**Passage présenté**
* * * * * * *

Itinéraire d’une expertise française du paysage

Des allées de Versailles aux friches urbaines, le regard du paysagiste français a changé. Désormais médiateur du vivant, il ne trace plus seulement des lignes : il compose avec le lieu, le temps, les usages. Une posture qui intrigue hors des frontières, mais dont l’exportation reste complexe, et fragile dans ses équilibres.

Du « jardin à la française » – rigueur des tracés, domination de l’homme sur la nature – à la poésie des parcs urbains, la manière d’élaborer le paysage en France s’est forgée au fil des siècles, et s’est transformée en profondeur. On est passé d’un art de la maîtrise à une pratique de l’attention. « Il y a une vraie sensibilité artistique, une finesse du trait et une attention au projet dans son ensemble, enrichie d’une conscience écologique de plus en plus forte, démarre Mathieu Gontier, paysagiste concepteur et cofondateur de l’agence Wagon Landscaping. En France, on réfléchit beaucoup à la manière d’articuler projet et dynamiques du vivant, cycles naturels, sols en place. Cette manière d’aborder le paysage s’exporte. » Fondée en 2010, l’agence, qui cultive cette démarche philosophique, a travaillé à l’international dès ses débuts, d’abord en Russie, avant de mener des projets en Europe.

* * * * * * *

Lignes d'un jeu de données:
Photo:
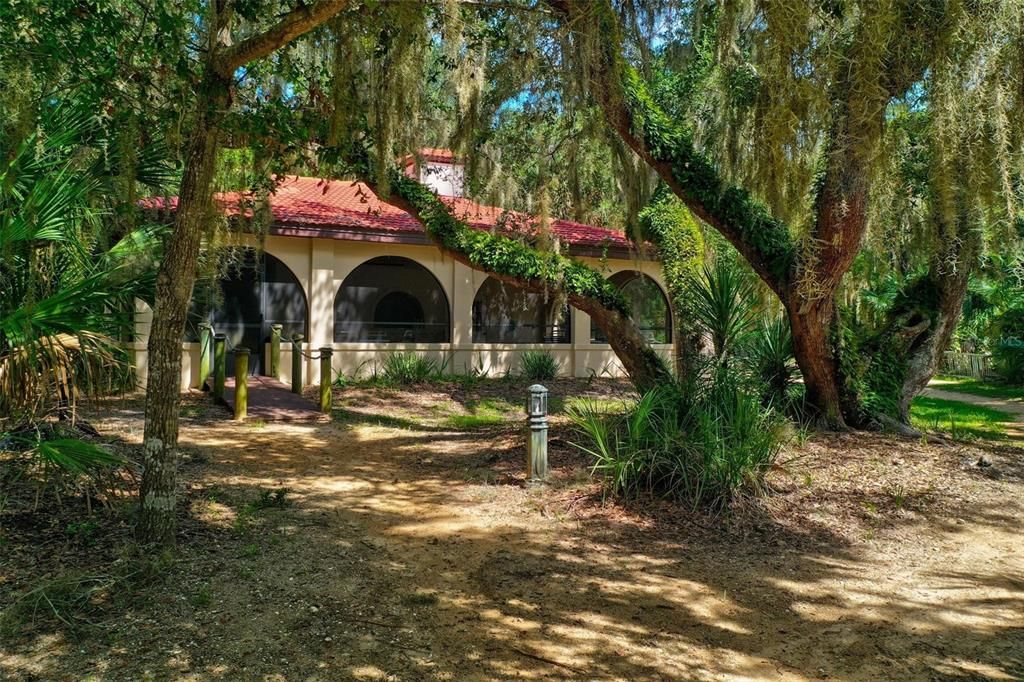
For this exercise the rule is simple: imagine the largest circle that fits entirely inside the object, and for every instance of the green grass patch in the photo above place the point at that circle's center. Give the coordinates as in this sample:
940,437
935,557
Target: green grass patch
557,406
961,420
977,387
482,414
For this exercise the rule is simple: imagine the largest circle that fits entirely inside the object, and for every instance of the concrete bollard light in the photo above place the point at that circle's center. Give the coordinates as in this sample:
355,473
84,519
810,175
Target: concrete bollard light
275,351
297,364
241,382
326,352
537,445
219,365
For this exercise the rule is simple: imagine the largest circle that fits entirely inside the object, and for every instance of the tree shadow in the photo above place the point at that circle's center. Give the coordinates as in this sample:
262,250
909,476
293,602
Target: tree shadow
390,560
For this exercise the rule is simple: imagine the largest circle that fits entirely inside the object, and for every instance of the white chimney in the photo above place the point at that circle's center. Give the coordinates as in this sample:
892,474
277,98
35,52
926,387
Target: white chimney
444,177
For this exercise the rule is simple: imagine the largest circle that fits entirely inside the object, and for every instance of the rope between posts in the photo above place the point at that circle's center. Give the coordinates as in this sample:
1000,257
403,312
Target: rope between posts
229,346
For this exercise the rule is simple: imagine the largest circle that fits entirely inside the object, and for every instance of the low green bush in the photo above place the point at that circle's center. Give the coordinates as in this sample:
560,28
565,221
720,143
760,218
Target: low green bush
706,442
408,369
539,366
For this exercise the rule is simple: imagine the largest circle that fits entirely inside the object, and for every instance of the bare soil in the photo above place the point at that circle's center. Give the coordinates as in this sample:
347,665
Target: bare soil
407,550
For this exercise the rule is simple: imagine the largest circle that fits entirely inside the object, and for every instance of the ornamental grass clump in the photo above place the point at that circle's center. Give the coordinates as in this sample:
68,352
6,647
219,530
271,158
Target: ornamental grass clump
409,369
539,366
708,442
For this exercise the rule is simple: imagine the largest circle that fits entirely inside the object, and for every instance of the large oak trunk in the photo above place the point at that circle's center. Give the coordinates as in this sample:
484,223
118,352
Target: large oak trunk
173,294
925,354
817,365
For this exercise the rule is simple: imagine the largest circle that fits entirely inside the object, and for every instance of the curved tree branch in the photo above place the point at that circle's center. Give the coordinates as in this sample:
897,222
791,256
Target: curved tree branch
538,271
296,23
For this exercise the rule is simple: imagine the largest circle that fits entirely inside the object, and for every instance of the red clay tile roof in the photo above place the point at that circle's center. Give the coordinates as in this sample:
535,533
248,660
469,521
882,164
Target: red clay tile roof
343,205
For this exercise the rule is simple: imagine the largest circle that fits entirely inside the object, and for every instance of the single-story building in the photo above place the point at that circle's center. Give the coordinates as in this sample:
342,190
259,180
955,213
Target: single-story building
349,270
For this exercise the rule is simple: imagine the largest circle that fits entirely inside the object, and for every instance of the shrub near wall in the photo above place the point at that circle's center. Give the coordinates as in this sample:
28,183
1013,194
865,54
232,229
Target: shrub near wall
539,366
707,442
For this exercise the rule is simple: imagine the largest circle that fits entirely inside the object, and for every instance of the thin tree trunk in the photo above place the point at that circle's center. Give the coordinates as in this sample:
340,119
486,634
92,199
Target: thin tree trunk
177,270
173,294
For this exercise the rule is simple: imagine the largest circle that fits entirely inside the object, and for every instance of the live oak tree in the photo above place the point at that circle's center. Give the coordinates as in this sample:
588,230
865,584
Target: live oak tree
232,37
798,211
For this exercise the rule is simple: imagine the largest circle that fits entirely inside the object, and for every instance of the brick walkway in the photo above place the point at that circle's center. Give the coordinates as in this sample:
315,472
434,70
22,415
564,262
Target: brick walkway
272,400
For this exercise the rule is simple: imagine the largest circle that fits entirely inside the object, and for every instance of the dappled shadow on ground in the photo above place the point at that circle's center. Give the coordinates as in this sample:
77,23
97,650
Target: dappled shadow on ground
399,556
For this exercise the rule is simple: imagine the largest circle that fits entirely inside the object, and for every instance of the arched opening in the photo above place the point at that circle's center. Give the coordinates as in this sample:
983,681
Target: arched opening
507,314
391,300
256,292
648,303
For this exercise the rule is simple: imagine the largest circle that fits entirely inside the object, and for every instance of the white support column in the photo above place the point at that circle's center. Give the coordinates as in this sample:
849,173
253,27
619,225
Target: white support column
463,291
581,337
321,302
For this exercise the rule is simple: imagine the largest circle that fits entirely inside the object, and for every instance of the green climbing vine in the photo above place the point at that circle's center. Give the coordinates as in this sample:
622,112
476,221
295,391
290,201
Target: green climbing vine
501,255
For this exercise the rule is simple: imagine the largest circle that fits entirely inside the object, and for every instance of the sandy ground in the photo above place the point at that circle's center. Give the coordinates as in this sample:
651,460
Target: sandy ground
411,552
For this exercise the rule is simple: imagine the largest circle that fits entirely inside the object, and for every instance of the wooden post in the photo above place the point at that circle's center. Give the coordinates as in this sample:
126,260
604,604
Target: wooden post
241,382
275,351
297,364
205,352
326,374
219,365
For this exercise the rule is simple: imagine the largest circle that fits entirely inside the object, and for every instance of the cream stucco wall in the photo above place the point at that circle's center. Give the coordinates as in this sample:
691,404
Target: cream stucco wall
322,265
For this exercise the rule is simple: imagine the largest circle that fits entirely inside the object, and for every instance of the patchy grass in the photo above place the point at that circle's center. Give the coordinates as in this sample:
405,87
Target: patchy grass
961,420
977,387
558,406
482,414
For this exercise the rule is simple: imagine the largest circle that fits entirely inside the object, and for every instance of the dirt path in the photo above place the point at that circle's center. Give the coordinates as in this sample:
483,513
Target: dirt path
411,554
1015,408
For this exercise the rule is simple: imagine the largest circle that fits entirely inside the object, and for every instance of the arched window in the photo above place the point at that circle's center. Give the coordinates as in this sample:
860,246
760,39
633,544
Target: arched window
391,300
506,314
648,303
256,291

* * * * * * *

**Défi 1**
Recopiez mot pour mot le texte sur le paysage français, de « Des allées de » à « dans ses équilibres. ».
**Défi 2**
Répondez aux questions suivantes d'après le texte sur le paysage français.
(a) Avec quoi le paysagiste compose-t-il désormais ?
(b) En quelle année l'agence Wagon Landscaping a-t-elle été fondée ?
(c) Dans quel pays l'agence a-t-elle d'abord travaillé à l'international ?
Ces lignes forment un matériau distinct du texte sur le paysage français.

**Réponse 1**
Des allées de Versailles aux friches urbaines, le regard du paysagiste français a changé. Désormais médiateur du vivant, il ne trace plus seulement des lignes : il compose avec le lieu, le temps, les usages. Une posture qui intrigue hors des frontières, mais dont l’exportation reste complexe, et fragile dans ses équilibres.

**Réponse 2**
(a) Avec le lieu, le temps et les usages.
(b) En 2010.
(c) En Russie.